- _Passage_
====
U.S. Rep. Ralph Abraham of Alto and Baton Rouge businessman Eddie Rispone, the two major Republicans challenging Edwards’ re-election, and their state party have fabricated many falsehoods about the governor. Recent polls have shown that voters aren’t buying their stories.

GOP critics of Edwards don’t like the fact that Jindal’s name has surfaced during the campaign, but it can’t be ignored. Abraham and Rispone are echoing the same “we’re going to reduce taxes and cut the budget” slogans that were so popular with the former governor. That is exactly what got the state in serious financial trouble.

The state’s economy is also in good shape, but Edwards’ critics would have voters believe otherwise. The Gross Domestic Product (GDP) is higher than it has ever been, and unemployment is the lowest it has been in over a decade.

Edwards has been consistently high in public opinion polls, and two of the latest have him still there. A Mason-Dixon Polling and Strategy poll done for six Louisiana Gray Television stations had Edwards at 45 percent, Rispone at 22 percent and Abraham at 17 percent. A Verne Kennedy poll done for a group of businessmen had Edwards at 51 percent and Abraham and Rispone at 19 percent each.
====
- _Data section_
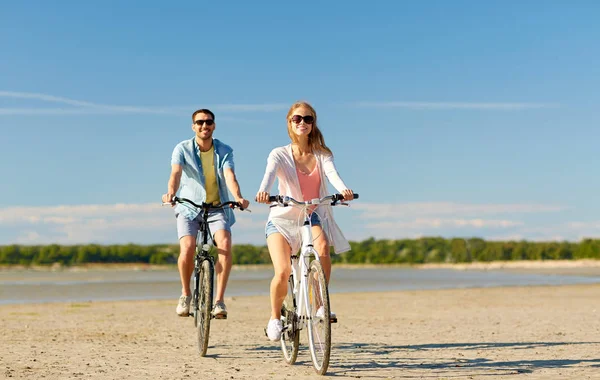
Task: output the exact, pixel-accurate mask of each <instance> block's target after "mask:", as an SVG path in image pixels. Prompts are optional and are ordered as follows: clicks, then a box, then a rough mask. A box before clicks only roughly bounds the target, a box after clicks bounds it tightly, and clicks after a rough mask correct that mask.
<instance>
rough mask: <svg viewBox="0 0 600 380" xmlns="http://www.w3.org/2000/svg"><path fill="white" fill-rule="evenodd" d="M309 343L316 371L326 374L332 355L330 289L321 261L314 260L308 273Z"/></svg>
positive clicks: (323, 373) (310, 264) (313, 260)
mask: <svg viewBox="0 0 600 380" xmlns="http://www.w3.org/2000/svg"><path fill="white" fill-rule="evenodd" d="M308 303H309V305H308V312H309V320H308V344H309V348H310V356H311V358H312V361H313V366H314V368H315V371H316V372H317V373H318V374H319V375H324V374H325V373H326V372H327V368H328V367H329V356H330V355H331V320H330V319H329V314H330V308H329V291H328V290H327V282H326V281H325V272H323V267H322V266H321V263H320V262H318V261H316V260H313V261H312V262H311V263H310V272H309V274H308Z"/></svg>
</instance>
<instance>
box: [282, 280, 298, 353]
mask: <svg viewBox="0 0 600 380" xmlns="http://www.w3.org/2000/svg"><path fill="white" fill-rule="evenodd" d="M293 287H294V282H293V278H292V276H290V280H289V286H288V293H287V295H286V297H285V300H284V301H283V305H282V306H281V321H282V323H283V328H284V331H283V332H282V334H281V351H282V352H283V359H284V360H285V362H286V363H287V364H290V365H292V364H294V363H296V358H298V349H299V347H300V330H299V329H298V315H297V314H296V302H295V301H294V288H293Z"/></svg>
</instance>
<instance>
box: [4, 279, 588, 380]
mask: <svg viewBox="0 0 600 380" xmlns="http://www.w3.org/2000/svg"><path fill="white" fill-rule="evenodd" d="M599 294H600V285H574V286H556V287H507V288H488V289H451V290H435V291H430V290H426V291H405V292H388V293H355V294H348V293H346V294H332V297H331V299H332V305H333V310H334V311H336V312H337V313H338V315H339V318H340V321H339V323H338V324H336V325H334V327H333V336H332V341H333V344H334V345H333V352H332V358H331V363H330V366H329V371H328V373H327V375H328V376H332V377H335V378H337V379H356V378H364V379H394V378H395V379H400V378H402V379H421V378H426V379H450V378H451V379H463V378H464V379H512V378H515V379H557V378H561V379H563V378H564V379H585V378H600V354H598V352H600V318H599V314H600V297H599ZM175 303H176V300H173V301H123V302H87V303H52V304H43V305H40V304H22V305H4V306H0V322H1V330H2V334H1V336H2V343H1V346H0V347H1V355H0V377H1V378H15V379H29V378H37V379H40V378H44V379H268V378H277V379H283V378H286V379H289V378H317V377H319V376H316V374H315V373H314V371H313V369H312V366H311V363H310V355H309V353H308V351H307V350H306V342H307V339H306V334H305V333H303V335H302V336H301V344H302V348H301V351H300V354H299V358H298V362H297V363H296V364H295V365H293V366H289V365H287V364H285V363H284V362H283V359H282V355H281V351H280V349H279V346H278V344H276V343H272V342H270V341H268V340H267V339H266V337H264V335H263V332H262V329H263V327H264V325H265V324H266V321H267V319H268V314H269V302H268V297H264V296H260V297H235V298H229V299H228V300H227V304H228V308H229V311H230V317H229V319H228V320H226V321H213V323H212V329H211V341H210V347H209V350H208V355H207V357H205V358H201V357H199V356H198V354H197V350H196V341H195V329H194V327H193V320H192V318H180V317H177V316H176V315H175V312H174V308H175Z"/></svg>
====
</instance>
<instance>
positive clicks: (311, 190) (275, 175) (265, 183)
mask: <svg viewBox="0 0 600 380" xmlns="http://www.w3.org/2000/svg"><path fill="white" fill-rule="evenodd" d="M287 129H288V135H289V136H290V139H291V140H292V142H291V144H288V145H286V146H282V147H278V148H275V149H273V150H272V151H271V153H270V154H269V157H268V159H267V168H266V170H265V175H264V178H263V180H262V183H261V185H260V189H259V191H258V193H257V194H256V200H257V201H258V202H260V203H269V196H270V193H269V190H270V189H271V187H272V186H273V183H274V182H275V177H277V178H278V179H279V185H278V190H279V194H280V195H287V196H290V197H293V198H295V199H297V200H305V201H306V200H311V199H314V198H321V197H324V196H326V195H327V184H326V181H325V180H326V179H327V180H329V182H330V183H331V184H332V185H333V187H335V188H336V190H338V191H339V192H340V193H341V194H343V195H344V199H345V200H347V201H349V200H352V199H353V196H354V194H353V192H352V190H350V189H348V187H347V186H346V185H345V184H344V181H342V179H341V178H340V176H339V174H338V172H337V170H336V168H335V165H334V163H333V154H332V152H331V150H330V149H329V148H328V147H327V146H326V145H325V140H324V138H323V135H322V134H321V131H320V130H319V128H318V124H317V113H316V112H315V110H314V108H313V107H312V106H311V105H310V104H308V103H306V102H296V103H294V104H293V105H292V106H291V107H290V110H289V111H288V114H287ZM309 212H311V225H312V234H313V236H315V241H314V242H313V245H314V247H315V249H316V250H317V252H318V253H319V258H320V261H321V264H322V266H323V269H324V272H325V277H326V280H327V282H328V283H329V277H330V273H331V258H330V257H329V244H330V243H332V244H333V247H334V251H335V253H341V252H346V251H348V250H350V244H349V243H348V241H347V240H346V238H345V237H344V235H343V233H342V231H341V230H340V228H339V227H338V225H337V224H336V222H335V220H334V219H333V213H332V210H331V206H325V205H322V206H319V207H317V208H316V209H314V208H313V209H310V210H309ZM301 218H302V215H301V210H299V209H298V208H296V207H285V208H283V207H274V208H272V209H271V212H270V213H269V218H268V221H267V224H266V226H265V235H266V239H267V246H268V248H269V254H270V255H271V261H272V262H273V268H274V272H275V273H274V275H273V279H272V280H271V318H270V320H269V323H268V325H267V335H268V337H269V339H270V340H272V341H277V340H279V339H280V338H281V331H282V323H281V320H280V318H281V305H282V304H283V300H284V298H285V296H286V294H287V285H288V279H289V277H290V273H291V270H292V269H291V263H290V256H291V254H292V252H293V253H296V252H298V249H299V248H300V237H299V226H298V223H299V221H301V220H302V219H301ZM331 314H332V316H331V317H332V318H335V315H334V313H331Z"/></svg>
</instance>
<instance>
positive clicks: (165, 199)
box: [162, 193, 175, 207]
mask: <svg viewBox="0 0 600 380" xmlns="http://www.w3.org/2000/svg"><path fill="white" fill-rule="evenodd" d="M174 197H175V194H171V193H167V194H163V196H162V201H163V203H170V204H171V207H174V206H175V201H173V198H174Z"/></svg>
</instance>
====
- _Your tasks_
(a) Return the part of the passage on the Louisiana governor's race that opens with the words containing "U.S. Rep. Ralph" and closes with "serious financial trouble.", word for word.
(b) Using the passage on the Louisiana governor's race, answer these:
(i) Where is U.S. Rep. Ralph Abraham from?
(ii) How does current unemployment compare with past years?
(iii) What share of the vote did Edwards get in the Verne Kennedy poll?
(c) Extend the passage on the Louisiana governor's race past its final sentence.

- _Answers provided_
(a)
U.S. Rep. Ralph Abraham of Alto and Baton Rouge businessman Eddie Rispone, the two major Republicans challenging Edwards’ re-election, and their state party have fabricated many falsehoods about the governor. Recent polls have shown that voters aren’t buying their stories.

GOP critics of Edwards don’t like the fact that Jindal’s name has surfaced during the campaign, but it can’t be ignored. Abraham and Rispone are echoing the same “we’re going to reduce taxes and cut the budget” slogans that were so popular with the former governor. That is exactly what got the state in serious financial trouble.

(b)
(i) Alto
(ii) It is the lowest it has been in over a decade.
(iii) 51 percent

(c)
If there is a runoff between Edwards and Rispone, the Mason-Dixon poll showed 51 percent would vote for Edwards, 42 percent for Rispone and 7 percent were undecided. In a runoff with Abraham, Edwards would get 53 percent of the vote to 38 percent for Abraham, with 9 percent undecided.

The Kennedy poll found Edwards enjoys a 56 percent favorable rating, Abraham a 33 percent favorable rating and Rispone a 30 percent favorable rating.

It’s no surprise that the poll numbers are bringing President Trump to Lake Charles Friday to try and help the Republican candidates. However, it’s late in the game. The outcome won’t be known until late Saturday evening, but I am convinced — without a doubt — that my vote for Edwards was the right one.